Wang Jijie, manager of Qingdao Sungree Food Co., Ltd. in east China's Shandong Province, has racked his brain to find more hands to expand production.

"I've already added over 50 workers, but the factory is still short-handed. The amount of orders are at least 30 percent more than that of last year," said Wang, whose company exports frozen vegetables to Japan.

Wang's factory has been running round-the-clock as workers are working in shifts. Still, Wang said it would be almost impossible to deliver on schedule.

Exports of textiles, farm products and mechanical equipments to Japan are also on the rise in Shandong.

The province's export to Japan leaped from 81.6 million U.S. dollars in February to 1.58 billion U.S. dollars in March, up 54.2 percent year on year.

Some food producers in northeast China are also overwhelmed by swarming orders from Japan as more Japanese consumers switch to imported food out of radiation concerns after the Fukushima Daiichi nuclear power plant was crippled by quake-triggered tsunami on March 11.

Orders for the pickles of Seiwa, a food company in Dalian City of northeast China's Liaoning Province, jumped 50 percent to 32 tonnes after the earthquake.

Brown alga, or undaria pinnitafida, a common food in Japan, is now mainly imported from China as the disaster has devastated main production bases in Fukushima and Miyagi prefectures.

| Exercise task A |
List every percentage figure that appears in the article about Chinese exports to Japan.
| Exercise task B |
In the article about Chinese exports to Japan, what was the value of Shandong Province's exports to Japan in March?
| Exercise task C |
Write the next part of the article about Chinese exports to Japan, starting after its final sentence.

| Listed entries |
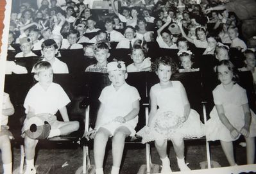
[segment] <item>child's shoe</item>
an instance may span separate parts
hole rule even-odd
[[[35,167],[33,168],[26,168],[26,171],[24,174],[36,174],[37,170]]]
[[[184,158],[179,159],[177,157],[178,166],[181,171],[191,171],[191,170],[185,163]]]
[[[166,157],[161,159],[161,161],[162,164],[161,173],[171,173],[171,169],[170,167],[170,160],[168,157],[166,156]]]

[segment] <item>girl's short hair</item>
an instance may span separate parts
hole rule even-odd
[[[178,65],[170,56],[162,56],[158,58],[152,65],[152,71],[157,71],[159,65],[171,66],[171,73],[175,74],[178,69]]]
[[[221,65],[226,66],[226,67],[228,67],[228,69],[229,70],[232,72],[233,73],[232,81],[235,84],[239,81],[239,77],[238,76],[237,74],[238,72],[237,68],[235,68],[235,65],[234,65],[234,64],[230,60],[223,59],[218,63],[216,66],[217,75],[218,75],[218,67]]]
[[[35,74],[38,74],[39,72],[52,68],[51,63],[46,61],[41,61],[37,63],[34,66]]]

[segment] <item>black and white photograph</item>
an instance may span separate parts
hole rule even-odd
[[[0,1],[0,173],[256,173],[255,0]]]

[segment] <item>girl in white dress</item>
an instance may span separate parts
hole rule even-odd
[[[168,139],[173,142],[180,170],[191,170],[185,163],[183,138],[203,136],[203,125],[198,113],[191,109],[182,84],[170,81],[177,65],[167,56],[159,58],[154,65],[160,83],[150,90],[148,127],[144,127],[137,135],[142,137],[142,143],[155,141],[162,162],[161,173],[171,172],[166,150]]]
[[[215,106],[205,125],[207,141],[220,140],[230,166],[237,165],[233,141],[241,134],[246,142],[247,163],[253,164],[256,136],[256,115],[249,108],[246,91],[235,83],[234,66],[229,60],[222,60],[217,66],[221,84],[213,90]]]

==

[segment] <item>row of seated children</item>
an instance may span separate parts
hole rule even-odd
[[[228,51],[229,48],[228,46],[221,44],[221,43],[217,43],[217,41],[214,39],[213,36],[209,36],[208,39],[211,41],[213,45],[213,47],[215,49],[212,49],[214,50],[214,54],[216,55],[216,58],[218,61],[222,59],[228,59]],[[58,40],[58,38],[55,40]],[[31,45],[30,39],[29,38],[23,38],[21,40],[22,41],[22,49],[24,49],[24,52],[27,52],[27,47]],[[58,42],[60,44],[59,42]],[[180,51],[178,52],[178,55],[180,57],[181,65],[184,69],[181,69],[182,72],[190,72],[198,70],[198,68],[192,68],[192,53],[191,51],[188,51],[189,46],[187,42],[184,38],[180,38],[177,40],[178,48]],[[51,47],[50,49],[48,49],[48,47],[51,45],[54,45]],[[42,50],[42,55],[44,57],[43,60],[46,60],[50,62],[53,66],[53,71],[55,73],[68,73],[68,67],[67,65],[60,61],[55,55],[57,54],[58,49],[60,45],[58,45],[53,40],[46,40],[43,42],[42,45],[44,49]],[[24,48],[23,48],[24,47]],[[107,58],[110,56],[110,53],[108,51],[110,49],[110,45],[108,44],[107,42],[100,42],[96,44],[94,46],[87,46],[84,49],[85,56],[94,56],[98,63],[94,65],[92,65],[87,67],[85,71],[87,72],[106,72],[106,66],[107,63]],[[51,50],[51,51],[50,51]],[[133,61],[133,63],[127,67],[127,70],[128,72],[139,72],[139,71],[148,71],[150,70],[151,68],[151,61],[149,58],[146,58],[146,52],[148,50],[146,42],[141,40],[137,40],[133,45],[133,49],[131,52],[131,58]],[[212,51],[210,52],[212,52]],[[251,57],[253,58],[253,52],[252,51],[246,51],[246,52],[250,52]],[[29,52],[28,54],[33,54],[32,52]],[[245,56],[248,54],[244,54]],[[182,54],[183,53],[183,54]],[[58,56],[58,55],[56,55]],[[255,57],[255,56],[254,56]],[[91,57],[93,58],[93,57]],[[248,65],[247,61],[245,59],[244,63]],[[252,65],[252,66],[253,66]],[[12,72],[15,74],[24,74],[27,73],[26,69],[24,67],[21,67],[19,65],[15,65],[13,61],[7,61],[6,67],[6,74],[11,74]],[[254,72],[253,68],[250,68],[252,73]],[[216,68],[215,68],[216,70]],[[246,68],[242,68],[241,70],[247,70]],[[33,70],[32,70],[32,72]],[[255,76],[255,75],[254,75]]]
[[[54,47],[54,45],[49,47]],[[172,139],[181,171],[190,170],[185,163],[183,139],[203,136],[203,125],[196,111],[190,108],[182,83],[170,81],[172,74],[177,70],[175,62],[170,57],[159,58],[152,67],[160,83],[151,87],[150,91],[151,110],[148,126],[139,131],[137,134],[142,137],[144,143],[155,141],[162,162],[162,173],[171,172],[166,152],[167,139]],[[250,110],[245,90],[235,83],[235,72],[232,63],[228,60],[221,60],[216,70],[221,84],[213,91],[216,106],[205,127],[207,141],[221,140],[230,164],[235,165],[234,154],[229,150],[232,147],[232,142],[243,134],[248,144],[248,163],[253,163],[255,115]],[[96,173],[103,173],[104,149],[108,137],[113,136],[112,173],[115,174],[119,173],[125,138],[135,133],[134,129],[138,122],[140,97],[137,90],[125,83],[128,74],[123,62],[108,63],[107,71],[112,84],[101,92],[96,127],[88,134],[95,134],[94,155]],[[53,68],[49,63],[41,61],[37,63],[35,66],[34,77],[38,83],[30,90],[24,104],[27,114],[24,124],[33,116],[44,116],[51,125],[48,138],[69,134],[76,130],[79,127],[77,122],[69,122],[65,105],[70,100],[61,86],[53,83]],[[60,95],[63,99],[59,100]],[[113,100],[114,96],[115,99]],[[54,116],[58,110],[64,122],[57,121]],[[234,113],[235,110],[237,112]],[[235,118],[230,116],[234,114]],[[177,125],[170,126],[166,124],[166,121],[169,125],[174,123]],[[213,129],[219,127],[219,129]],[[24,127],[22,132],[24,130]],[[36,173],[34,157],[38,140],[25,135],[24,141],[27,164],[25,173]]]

| Final result A |
30 percent, 54.2 percent, 50 percent

| Final result B |
1.58 billion U.S. dollars

| Final result C |
"Import from China now takes 70 percent of Japan's undaria pinnitafida market and the share is expanding," said Chen Lijia, general manager of Jinshan Marine Products based in Dalian.

China's export of farm products to Japan is expected to increase as worries of radiation contamination linger in Japan. Some Japanese companies have come to look for sea food supplies, said a spokesman for Dalian's Foreign Trade and Economic Cooperation Bureau.

In addition, building material suppliers in northeast China are receiving surging orders as Japan starts reconstruction and the production of some local companies are halted or hampered by the quake.

The Dalian branch of Tostem, a leading Japanese manufacturer of windows, doors and interior decoration materials, is expanding production for the mounting orders that its parent company in Japan could not handle.

"Reconstruction in Japan would take at least two to three years and China would be a major supplier of building materials," said Saito, a Japanese businessman who is looking for suppliers of building materials in Dalian.

Export of building materials will increase 50 percent this year in northeast China's Jilin Province, said Hua Xuesong, head of the foreign trade and economic cooperation office of the provincial commerce bureau.

China's export of furniture and textile to Japan will also rise rapidly this year, Hua said.